Collect every line below that contains the string "shirt", and copy each one as it appears.

- [ENTRIES SUPPLIED]:
— BEGIN —
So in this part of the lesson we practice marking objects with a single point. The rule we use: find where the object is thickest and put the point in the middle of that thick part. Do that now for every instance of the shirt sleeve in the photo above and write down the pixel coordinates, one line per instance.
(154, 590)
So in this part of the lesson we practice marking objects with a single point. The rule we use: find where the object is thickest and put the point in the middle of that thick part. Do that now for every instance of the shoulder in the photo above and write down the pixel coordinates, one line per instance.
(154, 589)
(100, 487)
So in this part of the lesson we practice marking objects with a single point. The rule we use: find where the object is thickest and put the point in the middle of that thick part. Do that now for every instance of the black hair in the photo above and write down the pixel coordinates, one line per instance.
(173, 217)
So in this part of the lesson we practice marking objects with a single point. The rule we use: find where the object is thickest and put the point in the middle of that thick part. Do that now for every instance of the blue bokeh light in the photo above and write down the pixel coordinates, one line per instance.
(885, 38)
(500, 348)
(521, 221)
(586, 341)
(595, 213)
— END —
— BEGIN —
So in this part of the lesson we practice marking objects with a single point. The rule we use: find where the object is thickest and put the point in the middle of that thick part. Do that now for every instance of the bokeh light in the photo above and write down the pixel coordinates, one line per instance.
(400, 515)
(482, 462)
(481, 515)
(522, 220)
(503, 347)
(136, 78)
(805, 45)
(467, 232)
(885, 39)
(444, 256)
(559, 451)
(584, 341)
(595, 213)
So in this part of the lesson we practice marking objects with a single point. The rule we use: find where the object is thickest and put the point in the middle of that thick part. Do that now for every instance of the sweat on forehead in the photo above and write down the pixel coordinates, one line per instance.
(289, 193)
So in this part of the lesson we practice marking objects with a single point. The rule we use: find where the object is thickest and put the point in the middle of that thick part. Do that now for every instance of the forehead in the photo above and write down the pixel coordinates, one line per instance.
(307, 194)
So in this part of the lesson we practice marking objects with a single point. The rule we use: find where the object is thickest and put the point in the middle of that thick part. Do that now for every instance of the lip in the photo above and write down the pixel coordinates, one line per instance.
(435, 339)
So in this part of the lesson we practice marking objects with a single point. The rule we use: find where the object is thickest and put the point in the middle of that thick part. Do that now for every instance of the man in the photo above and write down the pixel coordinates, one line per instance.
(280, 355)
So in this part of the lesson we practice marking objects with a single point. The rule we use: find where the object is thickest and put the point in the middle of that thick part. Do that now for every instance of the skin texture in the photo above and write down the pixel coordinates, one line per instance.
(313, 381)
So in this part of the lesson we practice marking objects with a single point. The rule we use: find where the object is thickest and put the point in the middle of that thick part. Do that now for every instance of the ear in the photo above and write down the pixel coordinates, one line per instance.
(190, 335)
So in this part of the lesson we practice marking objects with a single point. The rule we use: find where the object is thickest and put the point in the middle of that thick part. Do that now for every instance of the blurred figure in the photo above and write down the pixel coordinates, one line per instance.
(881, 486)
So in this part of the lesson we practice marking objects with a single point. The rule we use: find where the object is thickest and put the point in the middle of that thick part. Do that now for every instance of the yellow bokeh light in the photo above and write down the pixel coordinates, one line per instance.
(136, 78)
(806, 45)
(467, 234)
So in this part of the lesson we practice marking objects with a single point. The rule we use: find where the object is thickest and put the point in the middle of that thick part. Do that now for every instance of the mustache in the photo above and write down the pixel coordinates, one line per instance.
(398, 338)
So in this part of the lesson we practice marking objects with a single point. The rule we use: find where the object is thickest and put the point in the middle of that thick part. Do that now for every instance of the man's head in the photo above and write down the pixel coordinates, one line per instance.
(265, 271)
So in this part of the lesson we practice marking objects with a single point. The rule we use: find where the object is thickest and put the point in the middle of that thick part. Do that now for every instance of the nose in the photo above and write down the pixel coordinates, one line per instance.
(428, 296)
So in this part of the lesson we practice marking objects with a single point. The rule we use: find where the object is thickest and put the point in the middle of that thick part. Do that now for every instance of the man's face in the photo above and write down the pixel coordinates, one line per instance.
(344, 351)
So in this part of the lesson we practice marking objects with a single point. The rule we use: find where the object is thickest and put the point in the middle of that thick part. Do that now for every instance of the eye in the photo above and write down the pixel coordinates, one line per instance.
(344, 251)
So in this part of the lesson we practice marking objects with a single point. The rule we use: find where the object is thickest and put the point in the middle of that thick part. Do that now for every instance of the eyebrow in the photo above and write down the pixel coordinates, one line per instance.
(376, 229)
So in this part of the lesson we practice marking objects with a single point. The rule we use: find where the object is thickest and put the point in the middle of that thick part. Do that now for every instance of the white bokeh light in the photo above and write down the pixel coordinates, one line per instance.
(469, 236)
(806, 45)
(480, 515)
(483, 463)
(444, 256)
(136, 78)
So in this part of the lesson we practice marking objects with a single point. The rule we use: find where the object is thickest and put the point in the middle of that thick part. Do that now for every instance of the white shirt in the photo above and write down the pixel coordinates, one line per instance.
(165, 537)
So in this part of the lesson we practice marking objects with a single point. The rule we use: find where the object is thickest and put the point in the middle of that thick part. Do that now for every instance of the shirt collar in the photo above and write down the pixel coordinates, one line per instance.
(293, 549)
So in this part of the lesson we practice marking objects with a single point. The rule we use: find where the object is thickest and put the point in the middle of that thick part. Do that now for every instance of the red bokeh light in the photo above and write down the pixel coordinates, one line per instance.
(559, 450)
— END —
- [WRITTEN RESPONSE]:
So in this part of the lesson we practice marking objects with a single point. The rule we use: find where the object is thickest and put the point in the middle of that thick part. Do that now for every instance of the shirt sleeve in the photo above and write down the pixel coordinates, one line per instance.
So in this part of the lesson we practice marking objects with a single point. The rule we use: find where the object is thickest and put the point in the middle of that thick part. Do that now for every instance of the white shirt in the photo above and write down the pixel coordinates, one line per instance.
So in this part of the lesson we practice marking objects with a single point. The rule we use: find where the object is thickest and put the point in the middle of that thick part. Do that now for every instance of the shirt collar in the photo above and write down the pixel coordinates, one line per instance.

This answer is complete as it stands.